* [Your instructions]: Count how many lines in the data below contain the string "pillar", with case counting, and reply with the number alone.

Collected data entries
----

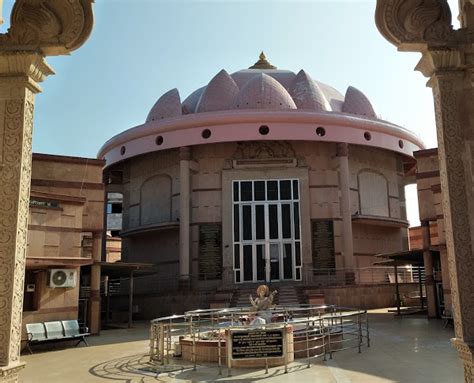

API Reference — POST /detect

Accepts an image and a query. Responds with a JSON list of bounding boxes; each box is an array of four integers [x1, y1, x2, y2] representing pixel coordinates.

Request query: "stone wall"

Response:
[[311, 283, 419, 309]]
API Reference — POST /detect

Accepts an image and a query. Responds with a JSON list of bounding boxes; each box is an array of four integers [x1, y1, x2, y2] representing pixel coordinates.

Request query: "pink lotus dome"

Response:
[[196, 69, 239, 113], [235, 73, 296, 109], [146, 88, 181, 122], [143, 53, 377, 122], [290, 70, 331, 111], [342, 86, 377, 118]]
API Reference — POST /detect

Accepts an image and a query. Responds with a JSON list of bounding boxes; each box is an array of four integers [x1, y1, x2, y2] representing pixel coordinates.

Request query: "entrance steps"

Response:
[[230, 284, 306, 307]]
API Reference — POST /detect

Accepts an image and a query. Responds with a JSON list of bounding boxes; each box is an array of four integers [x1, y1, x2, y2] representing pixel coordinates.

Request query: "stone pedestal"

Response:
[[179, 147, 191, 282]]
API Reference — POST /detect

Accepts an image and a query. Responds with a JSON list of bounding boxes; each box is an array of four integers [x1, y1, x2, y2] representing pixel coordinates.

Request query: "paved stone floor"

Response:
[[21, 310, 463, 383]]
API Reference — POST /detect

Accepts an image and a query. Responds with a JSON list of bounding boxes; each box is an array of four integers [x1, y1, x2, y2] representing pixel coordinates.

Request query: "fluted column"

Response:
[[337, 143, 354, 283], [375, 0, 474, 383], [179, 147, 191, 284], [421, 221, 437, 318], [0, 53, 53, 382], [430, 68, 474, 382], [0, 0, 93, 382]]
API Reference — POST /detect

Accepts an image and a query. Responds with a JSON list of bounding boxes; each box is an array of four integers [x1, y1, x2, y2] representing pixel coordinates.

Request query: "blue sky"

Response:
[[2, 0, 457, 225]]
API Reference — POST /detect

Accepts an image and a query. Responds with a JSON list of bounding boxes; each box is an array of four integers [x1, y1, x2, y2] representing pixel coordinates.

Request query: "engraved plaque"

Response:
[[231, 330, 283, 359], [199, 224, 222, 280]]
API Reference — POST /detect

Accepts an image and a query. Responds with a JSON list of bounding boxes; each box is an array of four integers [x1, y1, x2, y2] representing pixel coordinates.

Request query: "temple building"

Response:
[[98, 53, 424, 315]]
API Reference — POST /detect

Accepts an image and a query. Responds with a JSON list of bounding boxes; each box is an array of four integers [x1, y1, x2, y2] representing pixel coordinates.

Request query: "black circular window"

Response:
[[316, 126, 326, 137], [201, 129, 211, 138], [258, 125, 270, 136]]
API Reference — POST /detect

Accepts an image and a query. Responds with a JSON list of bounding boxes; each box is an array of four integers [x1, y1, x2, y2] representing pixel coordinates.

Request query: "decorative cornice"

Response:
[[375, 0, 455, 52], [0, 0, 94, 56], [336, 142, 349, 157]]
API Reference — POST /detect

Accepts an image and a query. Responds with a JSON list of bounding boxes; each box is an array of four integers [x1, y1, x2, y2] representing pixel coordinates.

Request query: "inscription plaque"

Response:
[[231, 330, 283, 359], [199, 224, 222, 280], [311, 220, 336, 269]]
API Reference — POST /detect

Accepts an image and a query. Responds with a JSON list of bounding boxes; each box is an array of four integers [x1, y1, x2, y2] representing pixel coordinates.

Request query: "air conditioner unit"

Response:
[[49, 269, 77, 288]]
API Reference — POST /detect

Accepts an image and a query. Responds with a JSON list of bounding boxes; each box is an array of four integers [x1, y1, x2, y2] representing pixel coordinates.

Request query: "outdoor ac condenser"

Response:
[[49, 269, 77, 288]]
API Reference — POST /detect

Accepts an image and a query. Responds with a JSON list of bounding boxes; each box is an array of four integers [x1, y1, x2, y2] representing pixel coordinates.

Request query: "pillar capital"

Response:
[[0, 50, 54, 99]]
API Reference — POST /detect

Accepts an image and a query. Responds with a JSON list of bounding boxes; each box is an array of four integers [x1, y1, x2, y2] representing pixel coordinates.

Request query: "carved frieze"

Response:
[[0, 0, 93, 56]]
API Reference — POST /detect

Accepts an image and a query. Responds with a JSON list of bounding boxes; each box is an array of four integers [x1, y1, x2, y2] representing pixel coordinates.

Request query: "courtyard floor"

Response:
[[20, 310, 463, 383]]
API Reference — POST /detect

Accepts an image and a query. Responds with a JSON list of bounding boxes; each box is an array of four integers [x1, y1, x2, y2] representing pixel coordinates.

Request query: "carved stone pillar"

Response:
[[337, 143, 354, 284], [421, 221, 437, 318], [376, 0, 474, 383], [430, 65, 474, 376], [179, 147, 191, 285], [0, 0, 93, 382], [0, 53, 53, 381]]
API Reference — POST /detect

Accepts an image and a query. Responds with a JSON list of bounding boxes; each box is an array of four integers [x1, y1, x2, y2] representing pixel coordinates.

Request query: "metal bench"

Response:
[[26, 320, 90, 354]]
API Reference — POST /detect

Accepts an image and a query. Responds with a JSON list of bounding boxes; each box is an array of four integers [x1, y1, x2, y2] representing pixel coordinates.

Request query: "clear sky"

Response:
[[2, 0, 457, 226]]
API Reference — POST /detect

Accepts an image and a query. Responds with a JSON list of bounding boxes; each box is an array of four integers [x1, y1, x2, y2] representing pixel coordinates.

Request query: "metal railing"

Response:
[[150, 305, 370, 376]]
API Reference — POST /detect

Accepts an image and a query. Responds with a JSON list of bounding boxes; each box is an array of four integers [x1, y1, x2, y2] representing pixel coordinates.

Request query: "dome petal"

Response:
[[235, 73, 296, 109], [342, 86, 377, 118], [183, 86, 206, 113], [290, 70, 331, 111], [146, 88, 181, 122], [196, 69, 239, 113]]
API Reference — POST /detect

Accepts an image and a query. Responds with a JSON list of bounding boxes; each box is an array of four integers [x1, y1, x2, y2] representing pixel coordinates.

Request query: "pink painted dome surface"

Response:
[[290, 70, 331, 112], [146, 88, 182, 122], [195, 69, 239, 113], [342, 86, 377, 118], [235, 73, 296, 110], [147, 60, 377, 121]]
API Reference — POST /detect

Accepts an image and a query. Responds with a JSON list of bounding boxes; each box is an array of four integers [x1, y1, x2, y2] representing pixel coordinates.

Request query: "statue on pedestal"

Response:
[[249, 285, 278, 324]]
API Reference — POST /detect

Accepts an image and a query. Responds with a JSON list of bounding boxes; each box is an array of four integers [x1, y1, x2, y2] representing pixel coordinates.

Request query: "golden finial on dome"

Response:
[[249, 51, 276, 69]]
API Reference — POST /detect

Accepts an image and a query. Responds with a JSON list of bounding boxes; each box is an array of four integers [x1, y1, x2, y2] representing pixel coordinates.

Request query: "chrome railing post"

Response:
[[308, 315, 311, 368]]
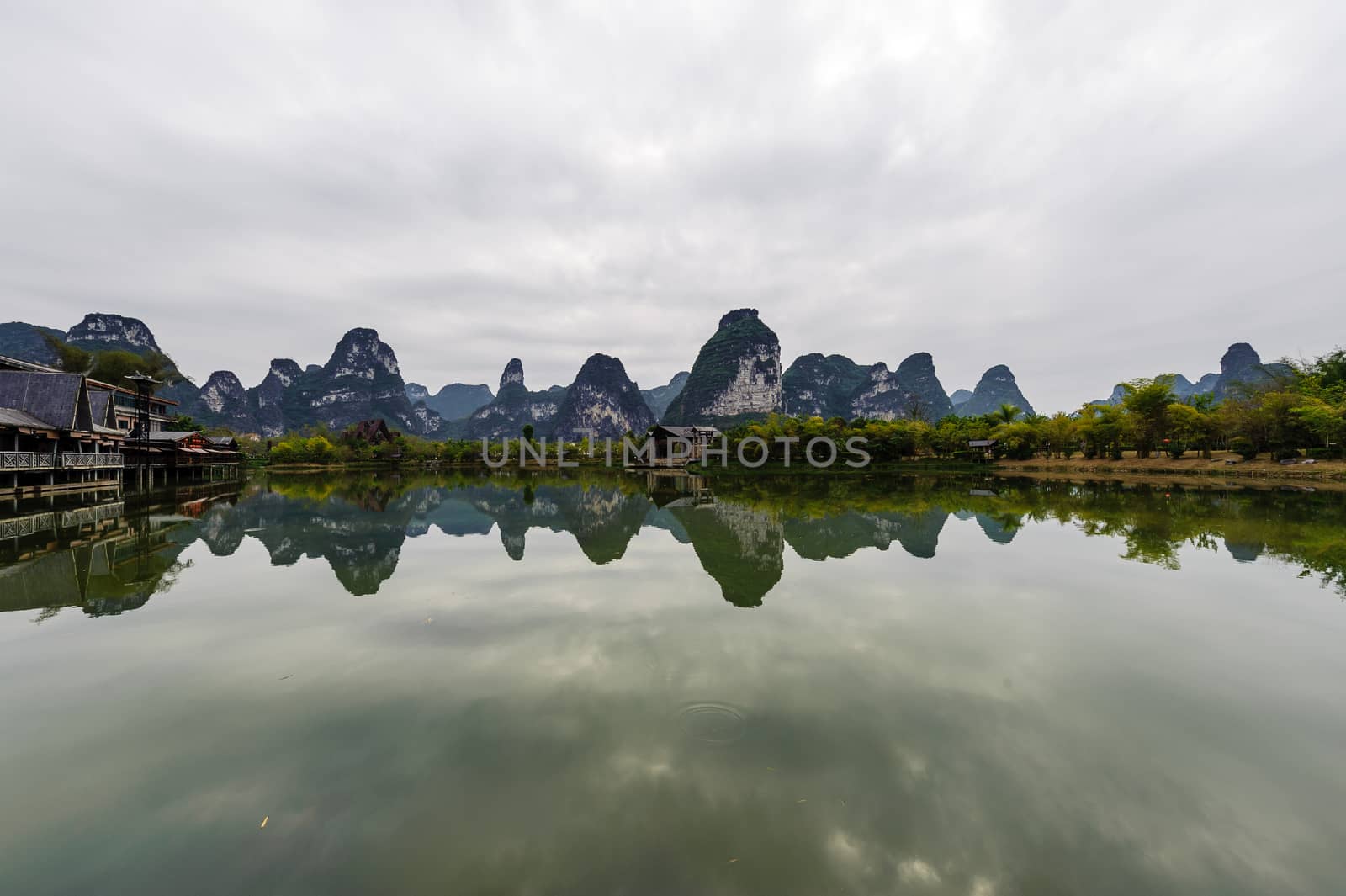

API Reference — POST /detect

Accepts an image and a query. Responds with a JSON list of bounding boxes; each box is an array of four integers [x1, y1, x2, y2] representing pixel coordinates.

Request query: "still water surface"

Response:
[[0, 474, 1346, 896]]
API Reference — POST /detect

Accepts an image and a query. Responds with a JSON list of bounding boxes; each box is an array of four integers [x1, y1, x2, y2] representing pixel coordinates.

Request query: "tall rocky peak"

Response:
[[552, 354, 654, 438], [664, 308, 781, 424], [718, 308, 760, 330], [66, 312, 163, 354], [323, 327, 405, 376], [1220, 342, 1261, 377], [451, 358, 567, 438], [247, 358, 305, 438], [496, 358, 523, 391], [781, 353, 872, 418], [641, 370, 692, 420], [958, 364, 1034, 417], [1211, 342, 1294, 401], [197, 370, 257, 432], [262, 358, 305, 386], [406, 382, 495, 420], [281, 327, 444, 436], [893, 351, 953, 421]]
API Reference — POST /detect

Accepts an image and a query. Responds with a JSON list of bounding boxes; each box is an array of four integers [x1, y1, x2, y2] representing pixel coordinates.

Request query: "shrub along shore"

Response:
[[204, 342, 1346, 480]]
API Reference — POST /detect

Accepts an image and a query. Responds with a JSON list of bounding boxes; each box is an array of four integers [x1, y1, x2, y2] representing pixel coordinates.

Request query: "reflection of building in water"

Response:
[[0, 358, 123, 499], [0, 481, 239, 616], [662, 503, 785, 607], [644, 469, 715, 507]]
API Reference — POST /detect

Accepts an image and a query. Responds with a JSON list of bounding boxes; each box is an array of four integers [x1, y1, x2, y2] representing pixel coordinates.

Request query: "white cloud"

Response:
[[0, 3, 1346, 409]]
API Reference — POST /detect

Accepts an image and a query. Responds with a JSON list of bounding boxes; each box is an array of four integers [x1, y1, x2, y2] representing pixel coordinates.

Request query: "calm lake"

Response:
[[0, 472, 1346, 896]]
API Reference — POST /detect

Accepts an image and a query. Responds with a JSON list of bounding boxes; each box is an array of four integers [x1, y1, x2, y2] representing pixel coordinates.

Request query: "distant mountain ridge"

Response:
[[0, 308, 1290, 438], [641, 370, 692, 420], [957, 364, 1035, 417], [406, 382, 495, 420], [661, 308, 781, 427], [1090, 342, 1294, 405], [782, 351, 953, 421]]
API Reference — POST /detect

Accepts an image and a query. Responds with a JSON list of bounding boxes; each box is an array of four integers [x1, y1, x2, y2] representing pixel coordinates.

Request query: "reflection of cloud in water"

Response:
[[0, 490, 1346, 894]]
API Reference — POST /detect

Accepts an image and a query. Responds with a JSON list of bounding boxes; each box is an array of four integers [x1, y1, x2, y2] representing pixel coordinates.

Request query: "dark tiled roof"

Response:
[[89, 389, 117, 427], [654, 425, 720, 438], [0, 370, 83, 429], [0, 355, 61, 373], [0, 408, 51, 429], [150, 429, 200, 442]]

----

* [Full solution]: 2